§ **Task brief**
Where the line containing "the man's right" appears in the records below, begin there and write out each line exactly until the last one, and nothing more.

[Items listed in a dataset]
· · · · ·

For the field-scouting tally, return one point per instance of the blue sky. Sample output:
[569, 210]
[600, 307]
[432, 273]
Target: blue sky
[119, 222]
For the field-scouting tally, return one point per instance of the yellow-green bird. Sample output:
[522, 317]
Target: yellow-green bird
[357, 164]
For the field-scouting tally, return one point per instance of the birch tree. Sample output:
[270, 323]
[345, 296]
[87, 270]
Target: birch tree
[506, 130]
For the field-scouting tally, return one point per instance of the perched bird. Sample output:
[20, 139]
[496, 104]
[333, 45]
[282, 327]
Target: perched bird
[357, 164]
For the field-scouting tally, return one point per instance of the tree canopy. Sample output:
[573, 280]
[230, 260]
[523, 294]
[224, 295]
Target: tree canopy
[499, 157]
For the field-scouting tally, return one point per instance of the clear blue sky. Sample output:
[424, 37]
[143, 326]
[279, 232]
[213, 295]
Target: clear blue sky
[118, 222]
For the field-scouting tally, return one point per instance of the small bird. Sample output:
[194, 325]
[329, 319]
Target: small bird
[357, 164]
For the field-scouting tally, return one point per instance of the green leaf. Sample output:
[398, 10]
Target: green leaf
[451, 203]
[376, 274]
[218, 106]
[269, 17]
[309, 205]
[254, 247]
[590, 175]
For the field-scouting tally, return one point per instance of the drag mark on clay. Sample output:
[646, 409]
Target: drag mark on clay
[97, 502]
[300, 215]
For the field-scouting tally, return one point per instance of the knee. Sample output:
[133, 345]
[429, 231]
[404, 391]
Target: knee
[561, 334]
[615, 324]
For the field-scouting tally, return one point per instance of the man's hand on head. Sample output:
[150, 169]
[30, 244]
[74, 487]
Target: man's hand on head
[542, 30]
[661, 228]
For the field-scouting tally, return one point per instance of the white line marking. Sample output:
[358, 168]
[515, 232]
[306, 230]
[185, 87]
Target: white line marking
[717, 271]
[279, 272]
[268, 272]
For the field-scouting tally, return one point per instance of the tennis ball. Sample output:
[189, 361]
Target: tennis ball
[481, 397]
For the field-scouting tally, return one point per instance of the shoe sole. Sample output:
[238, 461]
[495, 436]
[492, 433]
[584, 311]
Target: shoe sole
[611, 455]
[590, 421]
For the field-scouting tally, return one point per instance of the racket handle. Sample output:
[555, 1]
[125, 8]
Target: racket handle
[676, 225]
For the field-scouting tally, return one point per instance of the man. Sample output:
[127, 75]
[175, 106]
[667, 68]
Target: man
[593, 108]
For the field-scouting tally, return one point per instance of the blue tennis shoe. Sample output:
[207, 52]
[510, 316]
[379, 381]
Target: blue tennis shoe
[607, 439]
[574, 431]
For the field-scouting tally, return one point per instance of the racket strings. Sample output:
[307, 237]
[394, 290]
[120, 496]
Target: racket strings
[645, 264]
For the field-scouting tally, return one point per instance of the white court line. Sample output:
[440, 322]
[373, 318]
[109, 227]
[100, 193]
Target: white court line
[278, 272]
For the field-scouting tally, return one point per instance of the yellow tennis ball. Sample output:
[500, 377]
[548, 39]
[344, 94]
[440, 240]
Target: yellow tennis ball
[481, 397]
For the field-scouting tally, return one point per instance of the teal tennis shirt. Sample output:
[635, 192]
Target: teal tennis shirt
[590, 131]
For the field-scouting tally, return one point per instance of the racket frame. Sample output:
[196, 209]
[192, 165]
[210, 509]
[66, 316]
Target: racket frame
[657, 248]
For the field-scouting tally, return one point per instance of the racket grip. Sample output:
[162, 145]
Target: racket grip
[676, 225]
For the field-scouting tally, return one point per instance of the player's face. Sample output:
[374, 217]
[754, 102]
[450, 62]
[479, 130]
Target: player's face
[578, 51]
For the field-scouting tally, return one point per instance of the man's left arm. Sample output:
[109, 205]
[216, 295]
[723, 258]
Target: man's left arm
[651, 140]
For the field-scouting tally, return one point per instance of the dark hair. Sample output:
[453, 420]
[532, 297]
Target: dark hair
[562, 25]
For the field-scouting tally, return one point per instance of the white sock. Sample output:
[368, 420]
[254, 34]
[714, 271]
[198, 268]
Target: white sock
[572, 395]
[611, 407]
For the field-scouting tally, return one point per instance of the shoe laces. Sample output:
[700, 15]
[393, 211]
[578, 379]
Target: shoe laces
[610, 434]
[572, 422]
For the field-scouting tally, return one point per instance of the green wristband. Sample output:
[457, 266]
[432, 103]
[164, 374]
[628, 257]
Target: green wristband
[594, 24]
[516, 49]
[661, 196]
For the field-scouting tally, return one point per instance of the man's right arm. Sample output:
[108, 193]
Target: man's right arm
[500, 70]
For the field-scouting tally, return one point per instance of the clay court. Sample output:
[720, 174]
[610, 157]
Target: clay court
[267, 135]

· · · · ·

§ **Solution to the exercise**
For the field-scouting tally, return one point per instance of the man's right arm. Sample output:
[108, 193]
Target: man's right arm
[500, 70]
For the field-scouting tally, return one point per instance of the clay court. Sample output:
[720, 174]
[610, 157]
Target: clay court
[267, 135]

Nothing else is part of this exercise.